SUA TAREFA:
Com base no trecho sobre O Boticário, responda:
1. Quantas lojas a rede tinha no ano passado?
2. Com que idade Artur Grynbaum entrou na empresa?
3. Que marca de cosméticos o grupo lançou no ano passado?

TRECHO APRESENTADO:

No ano passado, O Boticário virou a maior rede de lojas do Brasil em número — 3 260, à frente do McDonald’s — e receita. No segmento de cosméticos, é a maior rede do mundo. Tem mais de 100 pontos de venda em oito países. Uma figura importante nesse crescimento foi o cunhado do empresário, o administrador de empresas Artur Grynbaum, que entrou em O Boticário aos 16 anos e nunca mais saiu. “Ele era o cara que não deixava eu namorar a irmã dele”, diz Krigsner. “Ficava imaginando: se ele cuidar da empresa do jeito que cuida da Cecília, vai ser ótimo.” O fundador, que lamenta não ter voltado a estudar por falta de tempo, viu em Grynbaum a dupla perfeita. “Ele é mais cartesiano, eu sou o lado emocional, criativo”, diz. Os dois tornaram-se sócios: Krigsner tem 80%, e o atual presidente, 20%. “É importante para a empresa contar com essas duas cabeças”, afirma. De fato, funcionou: desde que Grynbaum assumiu o cargo de presidente executivo, em 2008, o faturamento quase dobrou. Passou de 2,8 bilhões para 5,5 bilhões de reais. Ano passado, o grupo lançou uma nova marca de cosméticos, Eudora, também voltada ao público feminino. Krigsner, porém, não esconde que quer ver as filhas, Tatiana e Annete, no comando da companhia mais adiante. “Esse papo de que é importante cada uma seguir seu caminho é conversa”, diz. “Você constrói um negócio e quer que haja continuidade pelos seus filhos.”

ITENS FORNECIDOS:
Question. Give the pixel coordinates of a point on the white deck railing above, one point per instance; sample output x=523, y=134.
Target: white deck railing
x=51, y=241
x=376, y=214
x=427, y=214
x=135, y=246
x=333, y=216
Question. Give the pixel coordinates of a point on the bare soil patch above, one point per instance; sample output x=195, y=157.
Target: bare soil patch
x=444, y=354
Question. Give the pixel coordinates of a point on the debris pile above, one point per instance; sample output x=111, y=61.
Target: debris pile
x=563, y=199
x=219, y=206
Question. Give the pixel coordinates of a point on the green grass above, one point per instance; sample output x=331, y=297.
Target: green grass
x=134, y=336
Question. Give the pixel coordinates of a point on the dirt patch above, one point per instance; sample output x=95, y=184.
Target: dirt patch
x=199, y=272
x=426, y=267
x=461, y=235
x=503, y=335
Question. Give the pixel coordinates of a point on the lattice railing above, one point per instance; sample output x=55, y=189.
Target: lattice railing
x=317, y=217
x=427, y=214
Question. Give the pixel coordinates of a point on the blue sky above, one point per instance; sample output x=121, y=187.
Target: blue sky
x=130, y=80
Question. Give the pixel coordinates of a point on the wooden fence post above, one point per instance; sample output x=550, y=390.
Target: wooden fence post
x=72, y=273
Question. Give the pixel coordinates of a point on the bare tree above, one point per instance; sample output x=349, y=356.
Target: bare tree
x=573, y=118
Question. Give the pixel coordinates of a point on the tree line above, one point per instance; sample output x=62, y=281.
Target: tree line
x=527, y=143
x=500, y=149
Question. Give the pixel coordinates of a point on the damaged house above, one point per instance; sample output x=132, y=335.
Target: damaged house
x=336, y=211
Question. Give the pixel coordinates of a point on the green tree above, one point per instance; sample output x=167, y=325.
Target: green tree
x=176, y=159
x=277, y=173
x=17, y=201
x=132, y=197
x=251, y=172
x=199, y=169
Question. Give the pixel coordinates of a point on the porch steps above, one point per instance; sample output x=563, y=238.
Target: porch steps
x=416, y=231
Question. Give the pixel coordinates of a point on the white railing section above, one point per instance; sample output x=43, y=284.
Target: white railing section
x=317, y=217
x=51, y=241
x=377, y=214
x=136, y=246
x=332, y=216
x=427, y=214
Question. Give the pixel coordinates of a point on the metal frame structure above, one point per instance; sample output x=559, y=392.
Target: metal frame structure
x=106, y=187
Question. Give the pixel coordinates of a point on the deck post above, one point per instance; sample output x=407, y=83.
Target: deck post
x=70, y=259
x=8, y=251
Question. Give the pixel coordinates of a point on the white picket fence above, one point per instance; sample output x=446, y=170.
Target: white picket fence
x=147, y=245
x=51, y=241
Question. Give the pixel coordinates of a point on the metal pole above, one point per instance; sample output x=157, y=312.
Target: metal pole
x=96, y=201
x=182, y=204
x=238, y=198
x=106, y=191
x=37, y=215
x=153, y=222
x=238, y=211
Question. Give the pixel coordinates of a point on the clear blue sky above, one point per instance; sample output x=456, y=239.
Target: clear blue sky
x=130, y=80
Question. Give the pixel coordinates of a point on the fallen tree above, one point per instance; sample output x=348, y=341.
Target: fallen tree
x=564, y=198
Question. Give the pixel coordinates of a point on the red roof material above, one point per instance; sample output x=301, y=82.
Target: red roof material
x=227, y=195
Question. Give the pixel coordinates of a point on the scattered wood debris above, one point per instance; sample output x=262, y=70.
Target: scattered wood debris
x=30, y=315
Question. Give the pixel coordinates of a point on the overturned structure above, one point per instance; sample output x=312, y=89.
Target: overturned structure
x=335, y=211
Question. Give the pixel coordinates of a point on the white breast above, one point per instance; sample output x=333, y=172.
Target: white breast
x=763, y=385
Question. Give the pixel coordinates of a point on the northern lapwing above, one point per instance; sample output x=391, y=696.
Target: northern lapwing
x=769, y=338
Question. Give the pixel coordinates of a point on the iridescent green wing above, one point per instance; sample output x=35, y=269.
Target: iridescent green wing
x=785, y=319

RESPOSTA DA TAREFA:
1. 3 260 lojas.
2. Aos 16 anos.
3. Eudora.